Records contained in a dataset
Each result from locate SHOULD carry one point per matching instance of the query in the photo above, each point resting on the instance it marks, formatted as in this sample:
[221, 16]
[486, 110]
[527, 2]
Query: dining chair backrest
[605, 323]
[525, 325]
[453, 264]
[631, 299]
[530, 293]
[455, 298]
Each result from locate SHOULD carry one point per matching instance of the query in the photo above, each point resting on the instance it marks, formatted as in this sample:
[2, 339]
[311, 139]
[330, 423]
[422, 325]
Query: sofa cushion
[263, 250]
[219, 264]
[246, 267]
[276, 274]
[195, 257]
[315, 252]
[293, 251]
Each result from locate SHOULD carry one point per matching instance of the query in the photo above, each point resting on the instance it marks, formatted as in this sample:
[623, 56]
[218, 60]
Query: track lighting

...

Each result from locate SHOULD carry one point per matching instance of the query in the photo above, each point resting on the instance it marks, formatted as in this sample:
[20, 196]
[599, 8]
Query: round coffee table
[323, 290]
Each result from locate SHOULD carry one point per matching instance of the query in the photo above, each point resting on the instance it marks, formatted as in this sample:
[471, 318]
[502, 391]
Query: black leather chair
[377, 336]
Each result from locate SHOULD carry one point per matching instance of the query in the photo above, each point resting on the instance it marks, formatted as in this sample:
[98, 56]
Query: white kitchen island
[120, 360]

---

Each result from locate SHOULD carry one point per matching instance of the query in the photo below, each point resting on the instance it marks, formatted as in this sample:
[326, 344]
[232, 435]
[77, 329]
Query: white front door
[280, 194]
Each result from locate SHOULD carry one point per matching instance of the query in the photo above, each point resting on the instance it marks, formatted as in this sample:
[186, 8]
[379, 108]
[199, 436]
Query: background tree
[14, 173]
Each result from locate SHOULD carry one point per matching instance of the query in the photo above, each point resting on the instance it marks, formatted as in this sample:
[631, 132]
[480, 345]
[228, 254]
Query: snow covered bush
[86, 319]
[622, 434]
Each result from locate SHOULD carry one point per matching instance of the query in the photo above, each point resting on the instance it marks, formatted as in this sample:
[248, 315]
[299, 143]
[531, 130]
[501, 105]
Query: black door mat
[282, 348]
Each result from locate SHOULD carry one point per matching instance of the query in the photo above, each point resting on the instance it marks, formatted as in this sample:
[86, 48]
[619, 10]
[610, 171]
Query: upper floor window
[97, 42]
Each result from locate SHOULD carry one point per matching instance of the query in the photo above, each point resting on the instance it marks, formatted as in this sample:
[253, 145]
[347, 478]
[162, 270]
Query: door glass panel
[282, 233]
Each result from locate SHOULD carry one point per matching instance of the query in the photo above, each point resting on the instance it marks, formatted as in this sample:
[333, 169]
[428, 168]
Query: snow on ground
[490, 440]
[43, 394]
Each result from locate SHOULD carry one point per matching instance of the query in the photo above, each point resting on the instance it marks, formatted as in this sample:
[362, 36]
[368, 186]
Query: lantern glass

• What is being asked: Collect each line of the material above that contains the word "white".

• Completed task:
Query: white kitchen island
Query: white front door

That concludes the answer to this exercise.